In the items below, change every "laid out like" to "formatted as" and keep all other text the same.

Start

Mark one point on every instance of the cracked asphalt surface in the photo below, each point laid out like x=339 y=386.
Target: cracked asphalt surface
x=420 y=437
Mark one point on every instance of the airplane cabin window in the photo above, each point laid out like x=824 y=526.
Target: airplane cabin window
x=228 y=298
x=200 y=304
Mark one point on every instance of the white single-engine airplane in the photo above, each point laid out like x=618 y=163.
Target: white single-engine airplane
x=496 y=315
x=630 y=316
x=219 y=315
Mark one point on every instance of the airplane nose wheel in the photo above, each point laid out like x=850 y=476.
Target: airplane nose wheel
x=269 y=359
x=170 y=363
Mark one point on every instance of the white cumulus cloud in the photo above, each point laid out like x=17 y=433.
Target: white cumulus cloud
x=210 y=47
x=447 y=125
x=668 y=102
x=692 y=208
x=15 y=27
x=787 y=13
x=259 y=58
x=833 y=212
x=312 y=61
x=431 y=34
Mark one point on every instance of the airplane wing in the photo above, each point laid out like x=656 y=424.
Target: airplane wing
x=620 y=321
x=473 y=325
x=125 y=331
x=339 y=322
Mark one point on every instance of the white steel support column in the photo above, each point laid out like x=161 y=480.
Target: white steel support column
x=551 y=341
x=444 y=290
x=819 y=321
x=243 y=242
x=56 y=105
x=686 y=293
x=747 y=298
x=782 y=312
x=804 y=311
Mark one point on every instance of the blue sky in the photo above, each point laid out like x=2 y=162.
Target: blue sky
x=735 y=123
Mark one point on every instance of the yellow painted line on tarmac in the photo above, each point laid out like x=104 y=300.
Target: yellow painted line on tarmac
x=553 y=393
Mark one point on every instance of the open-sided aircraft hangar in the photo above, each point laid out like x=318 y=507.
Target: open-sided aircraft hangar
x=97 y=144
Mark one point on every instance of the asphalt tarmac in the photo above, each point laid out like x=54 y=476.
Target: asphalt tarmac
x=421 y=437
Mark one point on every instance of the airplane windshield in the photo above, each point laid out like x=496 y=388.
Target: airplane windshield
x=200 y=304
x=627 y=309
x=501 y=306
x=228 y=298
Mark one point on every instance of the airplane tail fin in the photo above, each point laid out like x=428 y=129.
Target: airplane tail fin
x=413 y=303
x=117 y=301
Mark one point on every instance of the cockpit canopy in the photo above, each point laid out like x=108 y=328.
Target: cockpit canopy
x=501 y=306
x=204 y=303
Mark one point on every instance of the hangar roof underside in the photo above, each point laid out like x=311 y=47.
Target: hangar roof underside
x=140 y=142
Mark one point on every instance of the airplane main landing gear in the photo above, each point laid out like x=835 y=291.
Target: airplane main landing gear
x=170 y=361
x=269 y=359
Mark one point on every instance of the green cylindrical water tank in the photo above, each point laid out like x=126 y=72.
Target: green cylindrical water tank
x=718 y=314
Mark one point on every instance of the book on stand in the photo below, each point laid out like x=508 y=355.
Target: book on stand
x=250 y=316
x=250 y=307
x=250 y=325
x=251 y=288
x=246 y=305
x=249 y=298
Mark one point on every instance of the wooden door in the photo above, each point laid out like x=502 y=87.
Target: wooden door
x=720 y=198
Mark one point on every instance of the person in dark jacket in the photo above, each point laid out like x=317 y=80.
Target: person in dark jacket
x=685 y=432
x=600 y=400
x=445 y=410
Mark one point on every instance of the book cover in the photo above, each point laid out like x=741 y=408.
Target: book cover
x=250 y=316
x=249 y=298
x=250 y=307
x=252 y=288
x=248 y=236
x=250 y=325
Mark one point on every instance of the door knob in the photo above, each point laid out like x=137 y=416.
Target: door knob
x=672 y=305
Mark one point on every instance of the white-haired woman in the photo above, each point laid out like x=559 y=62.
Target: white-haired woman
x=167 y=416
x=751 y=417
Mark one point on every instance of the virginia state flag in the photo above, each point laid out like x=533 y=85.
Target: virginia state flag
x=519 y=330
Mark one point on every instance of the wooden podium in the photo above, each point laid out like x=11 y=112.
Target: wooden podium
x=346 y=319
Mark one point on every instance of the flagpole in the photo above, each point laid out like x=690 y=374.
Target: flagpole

End

▶ [Response to the exercise]:
Mark one point on every instance of the cracked asphalt surface in the photo below, each point formatted as x=339 y=386.
Target: cracked asphalt surface
x=420 y=437
Mark one point on every instance of the airplane cabin window in the photo above, each point formatted as x=824 y=526.
Target: airplane cabin window
x=228 y=298
x=200 y=304
Mark one point on every instance of the white single-engine airplane in the photo above, each point formatted as x=618 y=163.
Target: white single-engine airplane
x=496 y=315
x=630 y=316
x=219 y=315
Mark one point on every instance of the airplane nose wheel in the photo above, each point formatted as x=850 y=476.
Target: airplane nose wheel
x=269 y=359
x=170 y=363
Mark one point on every instance of the white cumulus cloud in the photo above, each point formatted as x=17 y=433.
Target: white cumulus cloud
x=210 y=47
x=447 y=125
x=668 y=102
x=692 y=208
x=15 y=27
x=787 y=13
x=259 y=58
x=833 y=212
x=312 y=61
x=431 y=34
Mark one point on every instance of the airplane wing in the photo above, each point formatted as x=656 y=424.
Target: airplane wing
x=620 y=321
x=473 y=325
x=125 y=331
x=339 y=322
Mark one point on every instance of the white steel support column in the photo above, each point formatted as x=161 y=480.
Target: white steel support column
x=551 y=341
x=444 y=290
x=819 y=321
x=243 y=242
x=56 y=105
x=686 y=293
x=747 y=298
x=782 y=312
x=804 y=311
Mark one point on every instance of the blue sky in the photo above, each point formatted as x=2 y=162.
Target: blue sky
x=735 y=123
Mark one point on every instance of the yellow painted line on tarmac in the photo above, each point formatted as x=104 y=300.
Target: yellow painted line on tarmac
x=553 y=393
Mark one point on every instance of the open-sided aircraft hangar in the photo above, each point formatted as x=318 y=507.
Target: open-sided aircraft hangar
x=97 y=144
Mark one point on every instance of the asphalt tarmac in the photo above, each point formatted as x=54 y=476.
Target: asphalt tarmac
x=421 y=437
Mark one point on every instance of the airplane windshield in the photo above, each point formatted as x=496 y=388.
Target: airplane windshield
x=200 y=304
x=627 y=309
x=501 y=306
x=228 y=298
Mark one point on every instance of the airplane tail fin in the photo above, each point formatted as x=428 y=129.
Target: airplane tail fin
x=413 y=303
x=117 y=301
Mark one point on every instance of the cockpit canopy in the photo above, each point formatted as x=108 y=328.
Target: cockpit canopy
x=501 y=306
x=204 y=303
Mark one point on every instance of the hangar roof underside in the photo above, each point formatted as x=311 y=47.
Target: hangar roof underside
x=140 y=142
Mark one point on every instance of the airplane main landing gear in the photo above, each point formatted as x=835 y=291.
Target: airplane main landing gear
x=170 y=361
x=269 y=359
Mark one point on every instance of the green cylindrical water tank in the photo above, each point formatted as x=126 y=72.
Target: green cylindrical water tank
x=718 y=314
Mark one point on every instance of the book on stand in the photo below, each point formatted as x=508 y=355.
Target: book on stand
x=250 y=316
x=250 y=307
x=250 y=325
x=251 y=288
x=246 y=305
x=249 y=298
Mark one point on every instance of the wooden door in the photo above, each point formatted as x=502 y=87.
Target: wooden door
x=720 y=198
Mark one point on every instance of the person in dark jacket in the photo above, each point formatted as x=317 y=80.
Target: person in dark jacket
x=685 y=432
x=600 y=400
x=445 y=410
Mark one point on every instance of the book cover in the photo above, each point formatted as x=741 y=408.
Target: book cover
x=250 y=316
x=249 y=298
x=250 y=307
x=252 y=288
x=248 y=236
x=250 y=325
Mark one point on every instance of the door knob in the photo above, each point formatted as x=137 y=416.
Target: door knob
x=672 y=305
Mark one point on every instance of the white-haired woman in the photo above, each point formatted as x=559 y=62.
Target: white-haired woman
x=167 y=416
x=751 y=417
Mark one point on every instance of the virginia state flag in the photo above, each point formatted as x=533 y=85.
Target: virginia state flag
x=519 y=330
Mark one point on every instance of the wooden podium in the photo above, each point formatted as x=11 y=112.
Target: wooden podium
x=346 y=319
Mark one point on every instance of the flagpole in the photo above, each point formatted as x=690 y=374.
Target: flagpole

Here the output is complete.